→ **Provided data**
★ ★ ★ ★
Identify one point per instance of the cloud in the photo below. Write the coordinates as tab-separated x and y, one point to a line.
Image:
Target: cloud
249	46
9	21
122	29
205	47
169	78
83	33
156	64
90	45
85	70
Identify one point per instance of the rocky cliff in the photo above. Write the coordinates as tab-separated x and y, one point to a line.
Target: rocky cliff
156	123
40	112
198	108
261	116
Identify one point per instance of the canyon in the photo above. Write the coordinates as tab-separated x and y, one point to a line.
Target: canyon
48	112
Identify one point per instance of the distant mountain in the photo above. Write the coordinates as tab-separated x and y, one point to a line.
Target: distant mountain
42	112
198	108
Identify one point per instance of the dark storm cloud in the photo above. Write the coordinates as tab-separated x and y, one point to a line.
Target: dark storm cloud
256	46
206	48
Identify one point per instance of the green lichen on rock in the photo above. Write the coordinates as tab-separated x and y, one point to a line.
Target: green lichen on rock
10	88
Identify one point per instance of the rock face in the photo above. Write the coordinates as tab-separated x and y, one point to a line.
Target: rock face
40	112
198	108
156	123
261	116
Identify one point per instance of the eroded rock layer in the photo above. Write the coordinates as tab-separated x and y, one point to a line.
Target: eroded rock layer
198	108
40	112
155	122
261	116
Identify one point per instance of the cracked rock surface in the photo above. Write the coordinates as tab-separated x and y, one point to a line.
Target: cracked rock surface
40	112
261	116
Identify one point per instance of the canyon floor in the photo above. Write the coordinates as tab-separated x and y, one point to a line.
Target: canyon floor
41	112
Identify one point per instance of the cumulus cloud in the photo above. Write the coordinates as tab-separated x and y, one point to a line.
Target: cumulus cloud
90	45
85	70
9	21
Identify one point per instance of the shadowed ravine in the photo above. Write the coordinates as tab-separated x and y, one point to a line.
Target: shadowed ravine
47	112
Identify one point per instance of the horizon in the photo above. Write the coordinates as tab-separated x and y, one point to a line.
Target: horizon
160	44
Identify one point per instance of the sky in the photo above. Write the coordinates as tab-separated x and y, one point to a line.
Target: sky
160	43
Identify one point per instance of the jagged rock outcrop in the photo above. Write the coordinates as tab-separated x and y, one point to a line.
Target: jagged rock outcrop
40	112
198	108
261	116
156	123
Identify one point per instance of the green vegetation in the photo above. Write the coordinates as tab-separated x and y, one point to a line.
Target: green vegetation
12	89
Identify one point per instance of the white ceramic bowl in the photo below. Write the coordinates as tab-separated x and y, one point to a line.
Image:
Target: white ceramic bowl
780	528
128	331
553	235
★ ★ ★ ★
→ **What is required**
Reproduce all of the rows above word for word, in their original order and with the same line breaks.

→ **Expected answer**
Identify one point per instance of the cloud in the photo below. Write the coordinates as tab-separated x and y, one point to a line.
Image:
Target: cloud
249	46
9	21
122	29
205	47
169	78
83	33
156	64
90	45
85	70
Identify one point per instance of the rocky cliff in the photo above. Write the coordinates as tab-separated x and y, one point to a line.
Target: rocky cliff
156	123
40	112
198	108
261	116
Identify one point per instance of the canyon in the photo above. Write the coordinates as tab-separated x and y, one point to a line.
Target: canyon
48	112
Identify one point per instance of the distant mountain in the photo above. Write the coordinates as tab-separated x and y, one point to a line.
Target: distant mountain
42	112
198	108
Identify one point per instance of the dark storm cloud in the photo above. Write the coordinates as tab-separated x and y, one point to a line.
Target: dark storm cloud
256	46
206	48
Identify one point per instance of the green lichen on rock in the photo above. Write the coordinates as tab-separated x and y, one point to a line.
Target: green lichen on rock
10	88
Identify one point per instance of the rock face in the photo above. Write the coordinates as tab-separated x and y, one point to a line.
Target: rock face
40	112
198	108
156	123
261	116
Identify one point per instance of the eroded rock layer in the photo above. Write the coordinates as tab-separated x and y, one point to a line.
Target: eroded rock layer
198	108
40	112
155	122
261	116
Identify one point per instance of the cracked rock surface in the photo above. Write the coordinates as tab-separated x and y, one point to a line.
Target: cracked rock surface
40	112
261	116
Identify one point per instance of the canyon floor in the photo above. Write the coordinates as tab-separated x and y, one point to a line.
Target: canyon floor
41	112
Identify one point per instance of the cumulus cloud in the photo above. Write the coordinates as tab-separated x and y, one point to a line.
Target: cumulus cloud
90	45
85	70
9	21
Identify one point per instance of the shadowed ravine in the photo above. Write the coordinates as tab-separated x and y, one point to a line.
Target: shadowed ravine
47	112
Identify one point per instance of the horizon in the photo above. Write the coordinates as tab-separated x and y, one point to a line.
Target: horizon
160	44
Identify one point per instance of the sky in the photo above. Write the coordinates as tab-separated x and y, one point to a line.
Target: sky
160	43
Identify one point per instance of the jagged rock outcrop in the photo above. Write the coordinates as tab-separated x and y, one point to a line.
Target: jagged rock outcrop
40	112
198	108
261	116
156	123
Identify one point per instance of the green vegetation in the photo above. Write the coordinates as tab-separated x and y, one point to a line.
Target: green vegetation
12	89
Identify one point per instance of the white ceramic bowl in the photo below. Write the coordinates as tab-separated x and y, one point to a line.
Image:
Target: white ceramic bowl
780	528
128	331
553	235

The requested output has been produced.